*DIRECTION*
Count the lines below that contain the string "wooden", treating uppercase and lowercase letters as distinct, and give only the resulting number.

*AVAILABLE RECORDS*

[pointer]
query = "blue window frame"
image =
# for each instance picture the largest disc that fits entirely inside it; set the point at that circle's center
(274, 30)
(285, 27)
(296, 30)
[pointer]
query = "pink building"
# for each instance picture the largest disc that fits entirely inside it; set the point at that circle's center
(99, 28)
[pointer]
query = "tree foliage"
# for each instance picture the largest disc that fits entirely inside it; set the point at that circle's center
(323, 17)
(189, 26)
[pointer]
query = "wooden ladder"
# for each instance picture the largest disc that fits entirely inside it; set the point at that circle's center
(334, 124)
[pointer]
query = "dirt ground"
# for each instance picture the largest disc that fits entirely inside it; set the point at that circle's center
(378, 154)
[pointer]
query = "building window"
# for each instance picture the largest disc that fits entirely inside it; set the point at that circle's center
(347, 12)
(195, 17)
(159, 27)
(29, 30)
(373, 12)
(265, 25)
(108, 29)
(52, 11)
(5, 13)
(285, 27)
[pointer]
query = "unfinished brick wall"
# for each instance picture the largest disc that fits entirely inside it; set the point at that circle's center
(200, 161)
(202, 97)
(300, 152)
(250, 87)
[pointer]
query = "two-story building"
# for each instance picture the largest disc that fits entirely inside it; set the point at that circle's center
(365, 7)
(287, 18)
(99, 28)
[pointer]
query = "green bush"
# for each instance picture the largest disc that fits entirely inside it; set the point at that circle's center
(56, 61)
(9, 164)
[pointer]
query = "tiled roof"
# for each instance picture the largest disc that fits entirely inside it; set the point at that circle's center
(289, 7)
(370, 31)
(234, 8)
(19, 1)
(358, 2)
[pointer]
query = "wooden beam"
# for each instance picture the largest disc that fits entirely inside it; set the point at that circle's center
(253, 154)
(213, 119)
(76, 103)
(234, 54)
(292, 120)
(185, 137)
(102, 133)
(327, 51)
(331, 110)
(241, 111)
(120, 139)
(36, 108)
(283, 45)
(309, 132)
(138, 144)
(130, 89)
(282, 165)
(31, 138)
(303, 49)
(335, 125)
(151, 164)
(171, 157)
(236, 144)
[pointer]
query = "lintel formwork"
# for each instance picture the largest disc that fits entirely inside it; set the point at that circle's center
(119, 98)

*FULL OUTPUT*
2